Pointing entries for labeled objects:
— Begin —
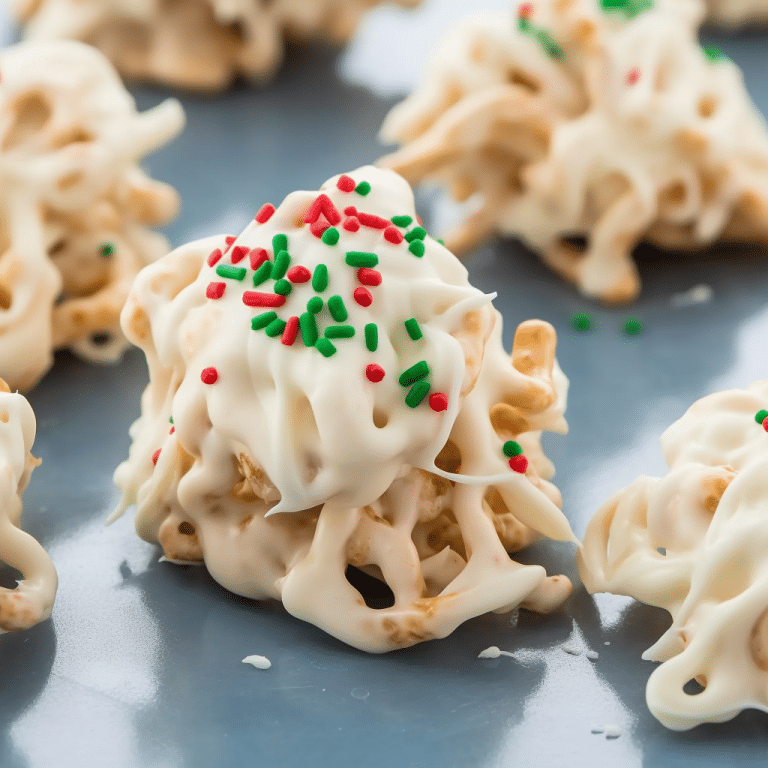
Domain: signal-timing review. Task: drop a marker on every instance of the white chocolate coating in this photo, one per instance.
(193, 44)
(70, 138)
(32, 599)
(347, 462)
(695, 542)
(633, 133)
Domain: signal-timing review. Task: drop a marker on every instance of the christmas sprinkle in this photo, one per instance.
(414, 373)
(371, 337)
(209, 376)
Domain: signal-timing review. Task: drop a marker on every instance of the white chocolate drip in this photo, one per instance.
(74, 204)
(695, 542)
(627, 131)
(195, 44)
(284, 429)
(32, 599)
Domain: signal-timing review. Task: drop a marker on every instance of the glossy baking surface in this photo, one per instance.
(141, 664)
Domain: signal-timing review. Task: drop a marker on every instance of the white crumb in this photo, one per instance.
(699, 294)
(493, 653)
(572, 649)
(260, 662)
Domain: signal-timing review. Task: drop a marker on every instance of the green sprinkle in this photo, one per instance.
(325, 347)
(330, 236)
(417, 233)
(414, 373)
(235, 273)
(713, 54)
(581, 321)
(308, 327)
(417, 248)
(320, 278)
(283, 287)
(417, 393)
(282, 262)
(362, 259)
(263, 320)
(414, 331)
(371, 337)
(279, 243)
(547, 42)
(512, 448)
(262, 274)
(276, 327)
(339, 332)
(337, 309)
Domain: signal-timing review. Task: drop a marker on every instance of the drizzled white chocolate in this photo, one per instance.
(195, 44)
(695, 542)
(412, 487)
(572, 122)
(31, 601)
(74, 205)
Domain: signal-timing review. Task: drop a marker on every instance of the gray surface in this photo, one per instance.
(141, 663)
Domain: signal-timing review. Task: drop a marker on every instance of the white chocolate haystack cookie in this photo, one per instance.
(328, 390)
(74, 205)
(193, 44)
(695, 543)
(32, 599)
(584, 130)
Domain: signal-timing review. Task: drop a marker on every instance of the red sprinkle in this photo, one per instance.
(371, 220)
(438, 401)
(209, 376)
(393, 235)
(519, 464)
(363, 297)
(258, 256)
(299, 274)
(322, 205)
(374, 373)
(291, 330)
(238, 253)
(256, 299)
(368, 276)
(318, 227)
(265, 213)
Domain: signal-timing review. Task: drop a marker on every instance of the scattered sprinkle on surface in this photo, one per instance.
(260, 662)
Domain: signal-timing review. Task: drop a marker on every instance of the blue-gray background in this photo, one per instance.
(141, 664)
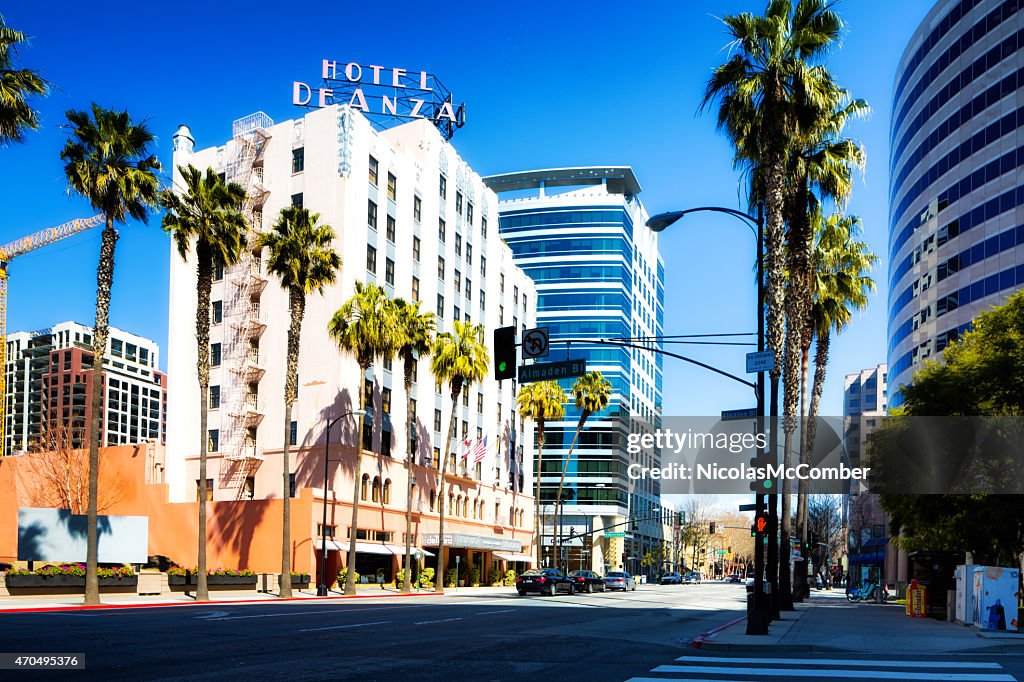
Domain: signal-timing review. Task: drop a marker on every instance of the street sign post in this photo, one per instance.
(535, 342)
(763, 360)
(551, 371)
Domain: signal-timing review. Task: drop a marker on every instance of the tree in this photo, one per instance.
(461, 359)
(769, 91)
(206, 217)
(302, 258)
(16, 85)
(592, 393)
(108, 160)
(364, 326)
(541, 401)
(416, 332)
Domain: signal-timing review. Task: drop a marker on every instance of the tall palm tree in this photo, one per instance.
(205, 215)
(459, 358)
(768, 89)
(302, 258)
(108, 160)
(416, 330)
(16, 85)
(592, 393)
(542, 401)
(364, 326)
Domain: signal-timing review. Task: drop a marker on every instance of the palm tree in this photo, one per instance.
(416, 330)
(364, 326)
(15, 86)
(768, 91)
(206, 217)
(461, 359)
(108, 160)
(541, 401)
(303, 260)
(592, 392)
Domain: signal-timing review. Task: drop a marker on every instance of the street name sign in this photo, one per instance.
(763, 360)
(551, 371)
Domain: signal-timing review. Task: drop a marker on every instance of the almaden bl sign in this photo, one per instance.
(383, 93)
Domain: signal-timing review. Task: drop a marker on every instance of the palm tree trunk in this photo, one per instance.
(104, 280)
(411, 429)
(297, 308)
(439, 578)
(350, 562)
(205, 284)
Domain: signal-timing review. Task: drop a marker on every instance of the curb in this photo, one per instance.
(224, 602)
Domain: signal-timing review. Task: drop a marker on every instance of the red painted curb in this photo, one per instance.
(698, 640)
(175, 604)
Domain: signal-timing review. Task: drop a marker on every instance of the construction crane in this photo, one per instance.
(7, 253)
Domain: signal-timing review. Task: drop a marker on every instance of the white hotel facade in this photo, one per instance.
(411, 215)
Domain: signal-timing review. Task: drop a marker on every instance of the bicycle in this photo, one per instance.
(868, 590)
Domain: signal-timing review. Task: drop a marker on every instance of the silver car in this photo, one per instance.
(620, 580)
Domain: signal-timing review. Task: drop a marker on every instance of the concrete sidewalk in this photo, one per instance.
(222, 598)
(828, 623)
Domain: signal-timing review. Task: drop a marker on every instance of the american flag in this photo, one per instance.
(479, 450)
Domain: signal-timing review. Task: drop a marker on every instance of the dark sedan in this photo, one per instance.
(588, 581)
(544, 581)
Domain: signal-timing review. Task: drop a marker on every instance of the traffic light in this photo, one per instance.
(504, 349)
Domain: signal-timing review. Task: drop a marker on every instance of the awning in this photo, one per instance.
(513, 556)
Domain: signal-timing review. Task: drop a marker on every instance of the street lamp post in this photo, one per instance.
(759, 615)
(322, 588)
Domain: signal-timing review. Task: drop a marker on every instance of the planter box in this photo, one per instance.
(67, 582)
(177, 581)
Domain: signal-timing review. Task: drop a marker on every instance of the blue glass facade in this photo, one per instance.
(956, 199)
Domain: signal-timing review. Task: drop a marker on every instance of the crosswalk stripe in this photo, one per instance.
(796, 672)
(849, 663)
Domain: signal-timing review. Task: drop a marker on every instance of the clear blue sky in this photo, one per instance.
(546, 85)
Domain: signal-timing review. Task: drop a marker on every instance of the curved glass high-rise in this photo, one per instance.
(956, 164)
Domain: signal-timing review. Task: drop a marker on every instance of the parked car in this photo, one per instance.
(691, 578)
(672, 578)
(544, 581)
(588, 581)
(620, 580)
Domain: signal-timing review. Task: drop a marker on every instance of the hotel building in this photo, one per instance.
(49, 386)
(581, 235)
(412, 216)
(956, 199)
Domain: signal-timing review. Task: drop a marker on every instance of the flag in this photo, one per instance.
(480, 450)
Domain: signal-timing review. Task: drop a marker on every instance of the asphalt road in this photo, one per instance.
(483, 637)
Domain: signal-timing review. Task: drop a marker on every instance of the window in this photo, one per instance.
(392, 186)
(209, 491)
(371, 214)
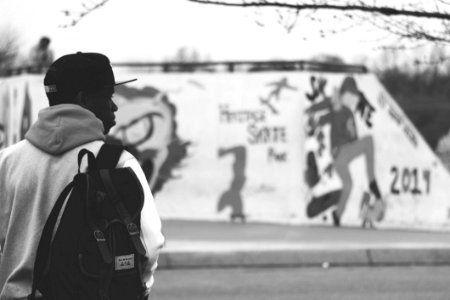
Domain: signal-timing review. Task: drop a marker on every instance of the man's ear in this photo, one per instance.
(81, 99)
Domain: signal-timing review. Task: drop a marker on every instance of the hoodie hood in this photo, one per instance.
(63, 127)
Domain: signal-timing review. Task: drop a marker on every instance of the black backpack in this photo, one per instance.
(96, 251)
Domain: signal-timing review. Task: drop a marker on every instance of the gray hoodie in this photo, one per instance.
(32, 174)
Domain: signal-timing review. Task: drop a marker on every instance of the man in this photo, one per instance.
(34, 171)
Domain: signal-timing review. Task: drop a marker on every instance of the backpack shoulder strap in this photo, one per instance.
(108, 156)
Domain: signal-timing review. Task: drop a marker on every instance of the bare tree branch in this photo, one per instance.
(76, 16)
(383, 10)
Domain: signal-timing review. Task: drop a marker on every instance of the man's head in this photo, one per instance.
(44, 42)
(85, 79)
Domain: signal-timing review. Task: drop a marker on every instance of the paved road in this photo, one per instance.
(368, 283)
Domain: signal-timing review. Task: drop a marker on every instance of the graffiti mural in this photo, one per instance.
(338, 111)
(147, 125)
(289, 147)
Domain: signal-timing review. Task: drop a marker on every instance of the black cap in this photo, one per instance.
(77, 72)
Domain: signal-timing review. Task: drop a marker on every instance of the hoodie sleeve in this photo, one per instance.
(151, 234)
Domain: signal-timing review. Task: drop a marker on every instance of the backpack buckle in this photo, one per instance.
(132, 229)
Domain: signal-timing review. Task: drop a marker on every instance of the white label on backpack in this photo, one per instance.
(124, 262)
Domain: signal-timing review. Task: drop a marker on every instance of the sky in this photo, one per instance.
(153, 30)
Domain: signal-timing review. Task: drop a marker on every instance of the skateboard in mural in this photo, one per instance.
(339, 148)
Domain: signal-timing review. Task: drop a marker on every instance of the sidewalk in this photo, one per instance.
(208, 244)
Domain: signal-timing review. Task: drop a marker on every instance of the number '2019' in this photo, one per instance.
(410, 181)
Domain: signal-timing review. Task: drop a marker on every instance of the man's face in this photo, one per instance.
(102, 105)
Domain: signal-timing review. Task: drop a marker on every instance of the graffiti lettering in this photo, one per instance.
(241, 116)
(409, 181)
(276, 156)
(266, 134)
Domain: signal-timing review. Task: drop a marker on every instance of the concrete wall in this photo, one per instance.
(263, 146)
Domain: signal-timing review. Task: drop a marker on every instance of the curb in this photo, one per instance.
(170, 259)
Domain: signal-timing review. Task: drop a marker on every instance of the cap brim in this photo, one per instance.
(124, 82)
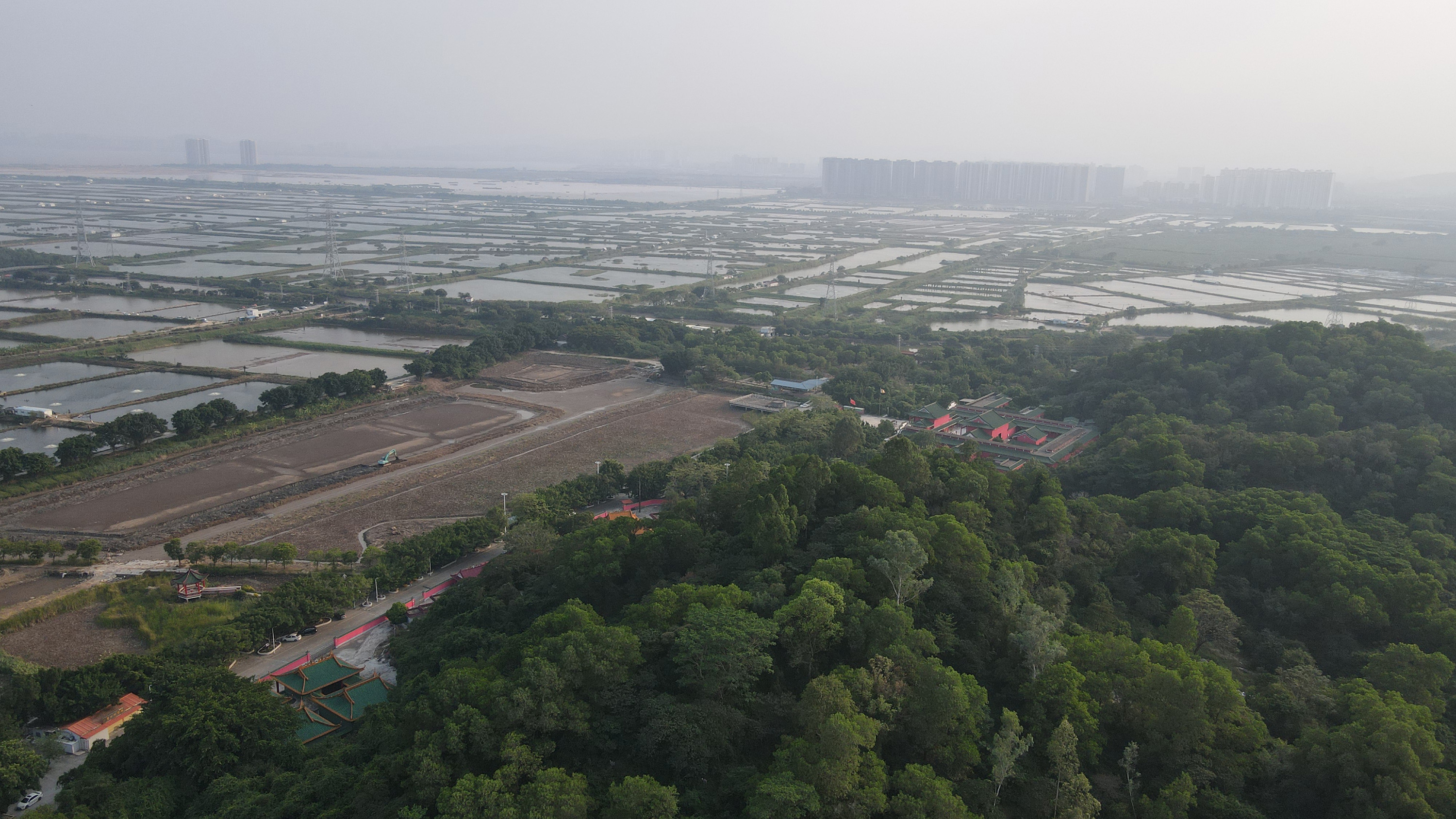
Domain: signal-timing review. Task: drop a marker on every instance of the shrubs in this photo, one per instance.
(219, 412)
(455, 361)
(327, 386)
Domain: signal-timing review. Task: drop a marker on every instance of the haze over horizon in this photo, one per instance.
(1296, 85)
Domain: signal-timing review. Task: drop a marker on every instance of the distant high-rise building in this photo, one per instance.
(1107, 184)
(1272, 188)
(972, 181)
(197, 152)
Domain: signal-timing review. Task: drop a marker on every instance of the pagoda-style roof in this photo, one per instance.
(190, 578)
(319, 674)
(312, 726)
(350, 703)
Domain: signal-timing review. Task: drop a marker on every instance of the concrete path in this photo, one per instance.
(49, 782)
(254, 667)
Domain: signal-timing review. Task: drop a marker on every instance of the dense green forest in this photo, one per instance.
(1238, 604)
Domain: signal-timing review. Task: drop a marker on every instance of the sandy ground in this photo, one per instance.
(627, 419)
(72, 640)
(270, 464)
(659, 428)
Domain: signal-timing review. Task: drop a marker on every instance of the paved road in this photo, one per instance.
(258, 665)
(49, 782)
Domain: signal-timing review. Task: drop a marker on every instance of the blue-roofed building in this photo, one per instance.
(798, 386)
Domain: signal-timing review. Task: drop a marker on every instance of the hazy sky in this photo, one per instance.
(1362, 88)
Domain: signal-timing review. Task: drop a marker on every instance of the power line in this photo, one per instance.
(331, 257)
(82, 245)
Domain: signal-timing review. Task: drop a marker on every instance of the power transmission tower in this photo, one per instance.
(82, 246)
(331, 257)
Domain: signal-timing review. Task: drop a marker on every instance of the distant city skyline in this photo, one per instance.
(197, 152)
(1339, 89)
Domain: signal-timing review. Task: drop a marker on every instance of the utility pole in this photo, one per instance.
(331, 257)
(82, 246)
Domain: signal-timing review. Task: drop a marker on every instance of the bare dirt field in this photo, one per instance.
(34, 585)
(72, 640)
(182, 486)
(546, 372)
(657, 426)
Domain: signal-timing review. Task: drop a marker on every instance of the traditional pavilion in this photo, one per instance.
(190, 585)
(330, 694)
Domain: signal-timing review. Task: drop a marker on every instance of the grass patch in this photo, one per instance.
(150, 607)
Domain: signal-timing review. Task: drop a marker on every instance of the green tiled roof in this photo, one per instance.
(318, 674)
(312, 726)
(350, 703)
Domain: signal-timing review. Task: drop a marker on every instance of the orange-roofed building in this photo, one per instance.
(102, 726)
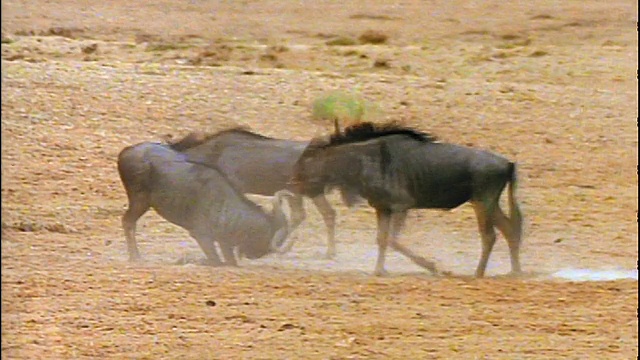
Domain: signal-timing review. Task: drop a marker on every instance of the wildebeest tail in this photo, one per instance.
— End —
▶ Task to complete
Write out again, word for word, the stretch of the material from the line containing "on backpack in this photo, one per instance." through the line containing "(1238, 604)". Leave the pictures out of your answer.

▶ Solution for this problem
Domain: signal-timing review. Task: drop a marker on every instance of the white label on backpack in this photo, one per instance.
(124, 262)
Domain: signal-timing review. Task: drop a marker on every instance of the sky in this photo, one per instance.
(153, 30)
Domain: signal-timing review. Task: drop a marker on every instance of the skateboard in mural in this photo, one per instance.
(339, 148)
Domain: signal-timing review. Task: drop a marker on every instance of the sidewalk in this photo, one per instance.
(208, 244)
Domain: signal-timing review. Task: drop a marker on every instance of the number '2019' in this photo, one per instance.
(410, 181)
Domain: signal-timing review. Task: drop a marker on every instance of the man's face in this photo, one per instance.
(102, 105)
Domain: signal-timing review. Task: drop a marker on every instance of the graffiti lettering in this photo, one per instance.
(241, 116)
(409, 181)
(276, 156)
(266, 134)
Domain: signal-timing review. Task: drop a marker on every instance of the concrete wall in this photo, one per instance.
(263, 146)
Domain: signal-timing review. Task: drop a marker on every instance of the curb in this photo, one per instance.
(170, 259)
Domain: signal-timing review. Task: drop a marker on every instance of the cap brim in this photo, one per instance.
(124, 82)
Domain: signal-timing review. Task: drop a marker on every instance of the shrubs in this photo, one per instance.
(219, 412)
(455, 361)
(327, 386)
Domain: signal-timing review. Task: drop a marker on every instance of the haze over horizon in this photo, one per instance.
(1296, 85)
Domain: signal-timing review. Task: drop a marker on every instance of the distant high-rise building in this photo, one per instance.
(1107, 184)
(1272, 188)
(972, 181)
(197, 152)
Domain: signal-timing review. Task: drop a marker on every instance of the pagoda-style roof in this photo, one per instance.
(190, 578)
(319, 674)
(312, 726)
(350, 703)
Domain: signal-timing review. Task: drop a marker on every instance of the concrete path in this photo, one per instance.
(49, 782)
(254, 667)
Domain: signal-timing review. Task: drop a marker on every instance of the dense green forest in this photo, one per instance.
(1238, 604)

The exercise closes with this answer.